What you will do
Go through the records and give each one again exactly.

(Records of labeled points)
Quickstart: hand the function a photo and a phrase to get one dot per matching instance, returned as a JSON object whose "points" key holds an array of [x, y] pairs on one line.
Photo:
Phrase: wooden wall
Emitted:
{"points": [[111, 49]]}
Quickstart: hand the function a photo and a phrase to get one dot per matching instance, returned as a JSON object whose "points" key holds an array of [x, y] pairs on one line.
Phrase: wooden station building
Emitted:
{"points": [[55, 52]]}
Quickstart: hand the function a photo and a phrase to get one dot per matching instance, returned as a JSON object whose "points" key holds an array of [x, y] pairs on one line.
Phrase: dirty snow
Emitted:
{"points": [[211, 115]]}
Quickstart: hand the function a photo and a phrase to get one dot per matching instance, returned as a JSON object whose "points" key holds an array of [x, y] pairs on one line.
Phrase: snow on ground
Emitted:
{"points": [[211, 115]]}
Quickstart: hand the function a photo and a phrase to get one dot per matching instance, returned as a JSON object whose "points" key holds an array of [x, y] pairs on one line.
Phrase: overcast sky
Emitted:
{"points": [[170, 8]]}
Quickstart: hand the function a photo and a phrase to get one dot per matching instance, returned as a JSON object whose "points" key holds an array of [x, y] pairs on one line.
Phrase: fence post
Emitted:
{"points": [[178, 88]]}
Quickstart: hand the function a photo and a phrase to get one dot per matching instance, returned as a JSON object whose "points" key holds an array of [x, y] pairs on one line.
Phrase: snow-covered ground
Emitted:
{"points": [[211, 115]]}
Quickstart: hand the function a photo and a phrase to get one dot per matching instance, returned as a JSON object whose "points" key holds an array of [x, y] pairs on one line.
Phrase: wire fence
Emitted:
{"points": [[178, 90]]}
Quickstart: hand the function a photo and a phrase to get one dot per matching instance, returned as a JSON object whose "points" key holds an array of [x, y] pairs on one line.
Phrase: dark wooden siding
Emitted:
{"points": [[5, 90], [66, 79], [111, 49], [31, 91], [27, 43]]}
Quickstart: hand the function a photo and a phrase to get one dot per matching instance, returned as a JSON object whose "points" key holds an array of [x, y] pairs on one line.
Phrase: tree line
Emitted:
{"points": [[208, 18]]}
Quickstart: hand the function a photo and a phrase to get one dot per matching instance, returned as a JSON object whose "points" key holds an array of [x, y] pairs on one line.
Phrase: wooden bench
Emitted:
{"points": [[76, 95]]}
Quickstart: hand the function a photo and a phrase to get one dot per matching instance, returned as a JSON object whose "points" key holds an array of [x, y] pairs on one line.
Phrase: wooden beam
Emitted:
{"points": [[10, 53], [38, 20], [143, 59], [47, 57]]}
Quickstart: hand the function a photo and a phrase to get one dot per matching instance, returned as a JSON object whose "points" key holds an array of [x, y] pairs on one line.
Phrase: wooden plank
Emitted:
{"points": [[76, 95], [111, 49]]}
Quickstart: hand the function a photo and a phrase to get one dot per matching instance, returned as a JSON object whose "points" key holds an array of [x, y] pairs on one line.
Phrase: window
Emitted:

Output of the task
Quickstart: hand the function a photo and a phrase to get one dot per matching instance, returned as a JSON object whose "points" key holds an array of [x, y] pairs on one line.
Photo:
Phrase: wooden wall
Emitted:
{"points": [[111, 49]]}
Quickstart: hand the function a photo and a phrase to get one dot per matching instance, returned as a JSON object whose "points" key holds an array of [x, y] pairs on one line.
Phrase: wooden station building
Emitted:
{"points": [[55, 52]]}
Quickstart: hand the function a photo and a phrase to get one dot per matching instance, returned as a JSON object whose "points" key holds an array of [x, y] pairs on one line.
Phrase: dirty snow
Emitted:
{"points": [[211, 115]]}
Quickstart: hand the function a photo and a phrase to get one dot per matching instance, returned as a JSON object whose "points" key holds an array of [x, y] pairs on one line.
Phrase: snow on ground
Emitted:
{"points": [[211, 115]]}
Quickstart: hand the function a photo and a phrase to get one dot per matching instance, returned as a JSON object whose "points" key holds an array of [x, y] pairs on one line.
Phrase: overcast sky
Emitted:
{"points": [[170, 8]]}
Quickstart: hand the function a photo and a phrase to get one dot per matching instance, returned as a JSON object whose "points" key holds an array of [x, y] pairs on one line.
Phrase: fence post
Emitted:
{"points": [[178, 88]]}
Quickstart: hand the function a photo and a phrase to get one dot per matching instance, returned as a JSON object whose "points" key holds an array of [x, y] pairs on one line.
Phrase: snow-covered ground
Emitted:
{"points": [[211, 115]]}
Quickstart: hand the function a photo and a phrase to get one dot per matching instance, returned as a JSON object whose "points" key holds an array of [x, y] pairs on one line.
Phrase: wire fence
Emitted:
{"points": [[178, 90]]}
Quickstart: hand the function a photo and a phrase to get one dot per matching instance, returned as a JSON object whose "points" key holds an array of [x, y] pairs on one line.
Phrase: dark wooden siding
Emitted:
{"points": [[5, 90], [66, 79], [111, 49], [31, 91], [27, 43]]}
Quickstart: hand the function a photo and a phrase to get one dot per matching instance, returned as a JSON object whose "points" key holds an array of [x, y] pairs on one line.
Phrase: tree line
Emitted:
{"points": [[208, 18]]}
Quickstart: hand the function a photo and a phrase to get one dot per matching instance, returned as a JSON object whose "points" key holds an array of [x, y] pairs on one line.
Phrase: wooden bench
Emitted:
{"points": [[76, 95]]}
Quickstart: hand the function a photo and a phrase to get one dot per matching instance, returned as a JSON object whose "points" key holds an array of [x, y] pairs on one line.
Phrase: wooden beam
Emitted:
{"points": [[10, 53], [38, 20], [143, 59], [47, 57]]}
Quickstart: hand the function a photo and a phrase to get one dot per matching instance, returned as a JSON object whose "points" key holds an array of [x, y] pairs on one line.
Phrase: wooden plank
Emitted:
{"points": [[76, 95], [111, 49]]}
Quickstart: hand the function a photo and a phrase to get one dot per matching instance, returned as a JSON object whose "points" key holds an array of [x, y] pairs on one line.
Phrase: window
Emitted:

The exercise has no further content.